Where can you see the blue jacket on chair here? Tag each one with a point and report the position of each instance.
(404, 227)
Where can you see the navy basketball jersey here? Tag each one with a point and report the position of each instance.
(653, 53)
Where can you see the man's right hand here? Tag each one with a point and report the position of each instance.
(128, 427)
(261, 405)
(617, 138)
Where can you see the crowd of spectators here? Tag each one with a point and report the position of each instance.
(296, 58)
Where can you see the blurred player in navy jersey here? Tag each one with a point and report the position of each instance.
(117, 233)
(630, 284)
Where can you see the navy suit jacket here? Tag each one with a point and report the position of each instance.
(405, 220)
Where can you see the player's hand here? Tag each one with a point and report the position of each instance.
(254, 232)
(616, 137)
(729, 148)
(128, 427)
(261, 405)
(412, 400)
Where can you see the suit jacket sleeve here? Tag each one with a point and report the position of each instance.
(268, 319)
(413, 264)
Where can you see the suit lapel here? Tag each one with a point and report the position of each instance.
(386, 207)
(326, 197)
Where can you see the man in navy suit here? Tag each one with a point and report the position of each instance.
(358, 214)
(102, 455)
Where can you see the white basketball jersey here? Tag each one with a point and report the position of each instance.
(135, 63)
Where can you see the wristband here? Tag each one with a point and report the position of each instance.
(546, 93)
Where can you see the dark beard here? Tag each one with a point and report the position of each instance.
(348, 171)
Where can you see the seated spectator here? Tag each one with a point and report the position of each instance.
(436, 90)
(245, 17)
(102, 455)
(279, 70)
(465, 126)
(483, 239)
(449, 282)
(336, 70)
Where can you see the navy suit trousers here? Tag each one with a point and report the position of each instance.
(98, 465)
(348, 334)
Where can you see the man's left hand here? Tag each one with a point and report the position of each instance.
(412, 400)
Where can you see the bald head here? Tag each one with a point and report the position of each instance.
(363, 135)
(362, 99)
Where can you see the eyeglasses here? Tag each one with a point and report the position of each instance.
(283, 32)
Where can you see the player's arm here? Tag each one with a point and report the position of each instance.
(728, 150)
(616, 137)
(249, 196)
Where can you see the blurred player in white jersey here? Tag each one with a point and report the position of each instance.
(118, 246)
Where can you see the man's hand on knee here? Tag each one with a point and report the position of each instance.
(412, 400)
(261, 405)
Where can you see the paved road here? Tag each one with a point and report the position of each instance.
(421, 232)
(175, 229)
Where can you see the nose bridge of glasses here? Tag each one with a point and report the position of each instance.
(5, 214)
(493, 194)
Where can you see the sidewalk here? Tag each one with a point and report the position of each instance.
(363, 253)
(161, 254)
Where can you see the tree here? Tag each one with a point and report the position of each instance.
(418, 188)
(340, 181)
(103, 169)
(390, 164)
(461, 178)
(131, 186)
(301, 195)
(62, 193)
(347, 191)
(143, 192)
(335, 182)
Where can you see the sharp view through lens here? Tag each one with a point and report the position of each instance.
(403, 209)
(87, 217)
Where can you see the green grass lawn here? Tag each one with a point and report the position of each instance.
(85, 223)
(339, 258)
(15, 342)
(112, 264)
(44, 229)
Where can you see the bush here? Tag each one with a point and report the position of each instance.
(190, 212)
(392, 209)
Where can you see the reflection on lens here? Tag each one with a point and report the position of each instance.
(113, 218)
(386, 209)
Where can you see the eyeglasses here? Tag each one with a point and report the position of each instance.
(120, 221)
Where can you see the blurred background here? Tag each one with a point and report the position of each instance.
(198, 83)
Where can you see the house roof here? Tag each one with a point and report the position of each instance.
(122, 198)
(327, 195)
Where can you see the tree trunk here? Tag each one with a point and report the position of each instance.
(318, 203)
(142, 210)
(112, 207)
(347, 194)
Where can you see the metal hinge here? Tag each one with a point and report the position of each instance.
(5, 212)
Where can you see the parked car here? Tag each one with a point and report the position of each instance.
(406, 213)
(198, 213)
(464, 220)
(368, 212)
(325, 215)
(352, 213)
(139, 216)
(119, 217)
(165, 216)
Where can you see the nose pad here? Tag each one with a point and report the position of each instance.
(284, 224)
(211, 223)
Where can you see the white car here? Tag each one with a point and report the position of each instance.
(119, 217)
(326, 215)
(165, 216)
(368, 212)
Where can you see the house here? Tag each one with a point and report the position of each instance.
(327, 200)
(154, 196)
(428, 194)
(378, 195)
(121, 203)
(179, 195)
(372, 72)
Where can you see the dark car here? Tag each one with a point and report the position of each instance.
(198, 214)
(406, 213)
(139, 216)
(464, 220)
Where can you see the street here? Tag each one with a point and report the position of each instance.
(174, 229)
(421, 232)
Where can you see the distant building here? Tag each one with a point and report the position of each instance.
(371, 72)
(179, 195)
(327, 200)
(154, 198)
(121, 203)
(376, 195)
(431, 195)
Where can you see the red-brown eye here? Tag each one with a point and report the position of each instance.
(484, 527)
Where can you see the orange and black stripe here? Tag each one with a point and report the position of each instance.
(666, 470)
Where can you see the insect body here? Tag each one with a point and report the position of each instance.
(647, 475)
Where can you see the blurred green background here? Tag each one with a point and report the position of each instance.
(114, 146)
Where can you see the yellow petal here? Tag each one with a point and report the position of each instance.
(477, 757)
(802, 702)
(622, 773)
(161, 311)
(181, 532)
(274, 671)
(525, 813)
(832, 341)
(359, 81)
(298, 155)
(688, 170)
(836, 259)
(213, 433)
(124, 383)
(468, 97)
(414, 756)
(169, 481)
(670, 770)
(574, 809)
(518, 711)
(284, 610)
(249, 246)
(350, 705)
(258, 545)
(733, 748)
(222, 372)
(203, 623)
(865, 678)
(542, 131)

....

§ AIM:
Every line above needs to be retyped exactly.

§ WRITTEN SOLUTION:
Where can you see the blue jacket on chair here? Tag each one with a point and report the position of each instance.
(404, 227)
Where can you see the navy basketball jersey here? Tag each one with a point and report the position of each instance.
(653, 53)
Where can you see the man's right hand here? Tag each one with a point and report the position of each instance.
(128, 427)
(261, 405)
(617, 138)
Where can you see the crowd of spectators here? Tag each one with a point and report the position of each instance.
(296, 58)
Where can you see the blurred player in navy jersey here? Tag each one with a point and report the position of each instance.
(117, 233)
(630, 284)
Where can you see the navy suit jacket here? Tag each one with a point and report the position of each instance.
(405, 220)
Where can you see the player's hand here? Tag each one with a point and report the position of each instance.
(254, 232)
(616, 137)
(729, 148)
(128, 427)
(261, 405)
(412, 400)
Where can you see the suit jacket sleeve here? Tag each one with a point and report the position of each instance.
(268, 319)
(413, 264)
Where can you see the suit lapel here? Tag each one with a point and report the position of each instance.
(386, 207)
(326, 197)
Where can you see the man in navy suit here? Tag each one with a point and report the position of each instance.
(358, 214)
(102, 455)
Where can you see the white basketball jersey here? Tag each one with a point and report the position of each instance.
(135, 63)
Where can you see the wristband here? Tag each one with a point and report the position of each instance.
(546, 93)
Where can you see the dark beard here? Tag each one with a point and report the position of each instance.
(348, 171)
Where can you see the seated spectator here? Tag each one with a point and report the position of each instance.
(436, 90)
(245, 17)
(102, 455)
(279, 70)
(465, 126)
(483, 239)
(449, 282)
(336, 70)
Where can you see the navy suit trousers here? Tag each one with a point and report the position of each instance.
(98, 465)
(348, 334)
Where can you see the man's left hand here? Tag each one with a point and report the position of each instance.
(412, 400)
Where can you see the bald head here? Tag each one with a point and report the position of each instance.
(363, 135)
(362, 99)
Where can you see the eyeglasses here? Tag each one with a point and report the position of each instance.
(283, 32)
Where can you see the player's arm here? Tag each one with a point and report the position of each instance.
(728, 150)
(616, 137)
(249, 196)
Where can you see the blurred player in white jersey here? Tag each one with a point and report the position of each instance.
(118, 246)
Where can you see the man's hand on knee here? Tag each one with a point and report the position of each instance.
(412, 400)
(261, 405)
Where can you see the paved road here? Tag each one with a point and report the position of each instance.
(421, 232)
(175, 229)
Where can you see the nose bridge of glasses here? Tag each one with a point and report the position of each instance.
(5, 214)
(493, 194)
Where can you see the sidewalk here? Tag each one with a point and report the position of each instance.
(363, 253)
(161, 254)
Where can you see the tree here? Tag each one with a point and report the position of each instance.
(418, 188)
(340, 181)
(103, 169)
(390, 164)
(461, 178)
(131, 186)
(301, 195)
(62, 193)
(347, 191)
(143, 192)
(335, 182)
Where can you see the sharp view through lens here? Tag each one with a point and report the position of each instance.
(403, 209)
(87, 217)
Where can you see the green grass lawn here? Tag each one with a point and report the position of each instance.
(85, 223)
(339, 258)
(15, 342)
(112, 264)
(44, 229)
Where can you see the bush here? Tag each one with a point and report the position of each instance.
(190, 212)
(392, 209)
Where can you see the reflection on lens here? Tag each one with a point and report the position of each instance.
(113, 218)
(386, 209)
Where can you see the eyeglasses here? Tag each one with a point and report the position of each instance.
(120, 221)
Where can you see the blurred background here? Tag each one with a point and report the position of each instance.
(198, 83)
Where can you see the house roof here? Tag each one with a point and report the position of each instance.
(122, 198)
(327, 195)
Where can you see the tree trunk here? Tag each one with a point and report the position of each instance.
(318, 203)
(142, 210)
(112, 207)
(347, 194)
Where can you see the metal hinge here? Tag each one with a point and report the position of each instance.
(5, 212)
Where can you see the parked car here? Tag each one with a point and report the position of each instance.
(406, 213)
(198, 213)
(464, 220)
(368, 212)
(325, 215)
(352, 213)
(139, 216)
(119, 217)
(165, 216)
Where can you see the nose pad here? Tag each one with a point and report the position of each instance.
(284, 224)
(211, 223)
Where can you see the white car here? Tag each one with a point and report the position of each instance.
(119, 217)
(326, 215)
(165, 216)
(368, 212)
Where can you see the house here? Tag each one with a point and report the position of each instance.
(327, 200)
(154, 196)
(428, 194)
(378, 195)
(121, 203)
(179, 195)
(372, 72)
Where can you see the dark car here? Tag each one with a point and report the position of each instance.
(198, 214)
(406, 213)
(139, 216)
(464, 220)
Where can you see the street here? Tag each one with a point and report the position of each instance.
(174, 229)
(421, 232)
Where can you see the distant building here? Tag each one with a point and report the position of each instance.
(371, 72)
(179, 195)
(327, 200)
(154, 198)
(121, 203)
(376, 195)
(431, 195)
Where can you see the red-brown eye here? Tag each one with a point and report the position of each instance.
(484, 527)
Where can you see the orange and black stripe here? Tag each one with a point and report the position of each instance.
(666, 470)
Where can you see the insect body here? Tag each one with a point and report the position of each instance.
(647, 475)
Where can you see the blurred green background here? Tag each one with a point and report the position of each instance.
(114, 146)
Where can you see the yellow petal here? Tag each one with a point and report the position of each instance.
(477, 757)
(802, 702)
(622, 773)
(161, 311)
(181, 532)
(274, 671)
(525, 813)
(832, 341)
(359, 81)
(298, 155)
(688, 170)
(836, 259)
(213, 433)
(124, 383)
(468, 97)
(414, 756)
(169, 481)
(670, 770)
(574, 809)
(518, 711)
(284, 610)
(249, 246)
(350, 705)
(258, 545)
(733, 748)
(222, 372)
(203, 623)
(865, 678)
(542, 131)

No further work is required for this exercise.